Problem requirements
Go through the data and copy every line exactly, but not the images.

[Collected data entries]
---
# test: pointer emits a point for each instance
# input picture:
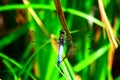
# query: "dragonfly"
(61, 45)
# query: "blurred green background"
(29, 33)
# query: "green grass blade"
(91, 59)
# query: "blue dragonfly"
(61, 45)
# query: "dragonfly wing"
(60, 54)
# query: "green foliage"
(26, 52)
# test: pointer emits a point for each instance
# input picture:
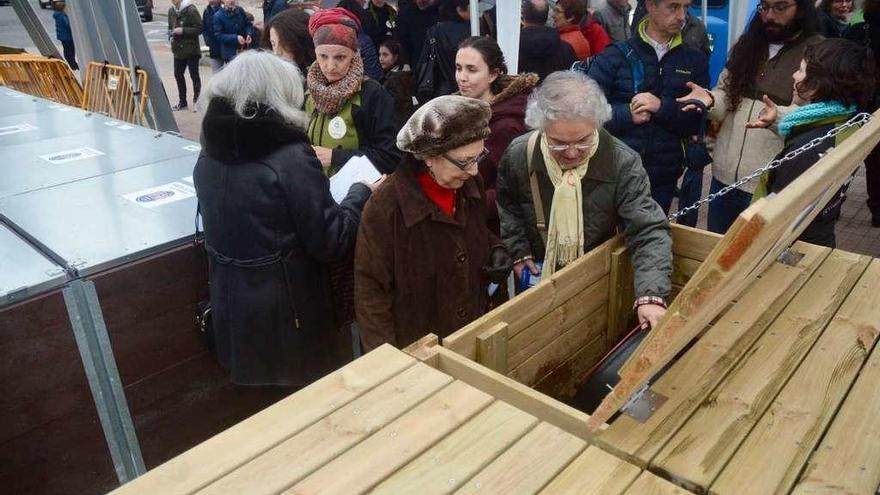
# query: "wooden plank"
(693, 376)
(457, 458)
(554, 354)
(692, 243)
(376, 458)
(698, 452)
(239, 444)
(492, 348)
(562, 382)
(754, 241)
(296, 457)
(772, 457)
(528, 465)
(594, 472)
(650, 484)
(555, 323)
(846, 461)
(621, 295)
(683, 269)
(528, 307)
(512, 392)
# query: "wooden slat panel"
(292, 460)
(458, 457)
(693, 376)
(692, 243)
(553, 354)
(562, 383)
(527, 343)
(683, 269)
(529, 465)
(754, 241)
(698, 452)
(237, 445)
(533, 304)
(594, 472)
(847, 461)
(512, 392)
(772, 456)
(621, 295)
(392, 447)
(492, 348)
(650, 484)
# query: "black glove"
(500, 265)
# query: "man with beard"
(867, 32)
(758, 71)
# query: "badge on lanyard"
(337, 128)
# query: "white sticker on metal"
(161, 195)
(71, 155)
(15, 129)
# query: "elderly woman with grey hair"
(271, 227)
(569, 185)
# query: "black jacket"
(271, 227)
(542, 51)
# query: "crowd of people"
(486, 175)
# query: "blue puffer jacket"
(659, 141)
(228, 26)
(208, 30)
(62, 27)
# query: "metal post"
(475, 17)
(93, 342)
(34, 27)
(135, 89)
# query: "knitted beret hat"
(334, 27)
(444, 123)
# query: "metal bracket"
(789, 257)
(93, 342)
(642, 405)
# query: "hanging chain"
(857, 120)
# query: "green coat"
(186, 45)
(617, 198)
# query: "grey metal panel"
(91, 225)
(24, 272)
(60, 120)
(14, 102)
(41, 164)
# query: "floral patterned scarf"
(329, 97)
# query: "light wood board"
(753, 242)
(697, 373)
(698, 452)
(772, 456)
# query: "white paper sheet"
(358, 169)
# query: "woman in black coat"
(271, 227)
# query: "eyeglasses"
(580, 146)
(468, 163)
(778, 8)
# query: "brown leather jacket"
(418, 271)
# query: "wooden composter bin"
(771, 383)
---
Exercise result
# test: pointer emits a point for each instance
# input picture:
# query: "dragonfly"
(61, 45)
# query: "blurred green background"
(29, 33)
# query: "green grass blade"
(91, 59)
# query: "blue dragonfly"
(61, 45)
# query: "dragonfly wing"
(60, 54)
# query: "green foliage"
(26, 52)
# test: pointer emits a point for each instance
# input picture:
# query: "wooden plank"
(693, 376)
(457, 458)
(554, 354)
(692, 243)
(376, 458)
(698, 452)
(239, 444)
(492, 348)
(562, 382)
(754, 241)
(296, 457)
(772, 457)
(528, 465)
(594, 472)
(650, 484)
(555, 323)
(846, 461)
(621, 295)
(683, 269)
(528, 307)
(512, 392)
# query: "wooden slat panel"
(292, 460)
(458, 457)
(693, 376)
(692, 243)
(553, 354)
(562, 383)
(527, 343)
(683, 269)
(529, 465)
(754, 241)
(698, 452)
(237, 445)
(533, 304)
(594, 472)
(847, 461)
(512, 392)
(772, 456)
(621, 295)
(392, 447)
(492, 348)
(650, 484)
# query: "black glove"
(500, 265)
# query: "man with beard"
(867, 32)
(758, 71)
# query: "badge on lanyard"
(337, 128)
# query: "white sticker on metal"
(161, 195)
(71, 155)
(15, 129)
# query: "elderly woman with grey hair"
(271, 227)
(569, 185)
# query: "black jacket"
(271, 227)
(542, 51)
# query: "crowd of people"
(486, 175)
# query: "blue puffer jacket"
(659, 141)
(228, 26)
(208, 30)
(62, 27)
# query: "metal post"
(475, 17)
(93, 342)
(34, 27)
(135, 89)
# query: "knitted beret hat"
(334, 27)
(444, 123)
# query: "metal bracket"
(789, 257)
(93, 342)
(642, 405)
# query: "hanging chain"
(857, 120)
# query: "green coat"
(186, 45)
(617, 198)
# query: "grey metal panel"
(91, 225)
(24, 272)
(60, 120)
(14, 102)
(41, 164)
# query: "floral patterned scarf"
(329, 97)
# query: "light wood board"
(753, 242)
(697, 373)
(698, 452)
(772, 456)
# query: "white paper sheet"
(358, 169)
# query: "woman in black coat"
(271, 227)
# query: "eyeglasses"
(580, 146)
(468, 163)
(778, 8)
# query: "brown leather jacket"
(418, 271)
# query: "wooden composter bin"
(771, 383)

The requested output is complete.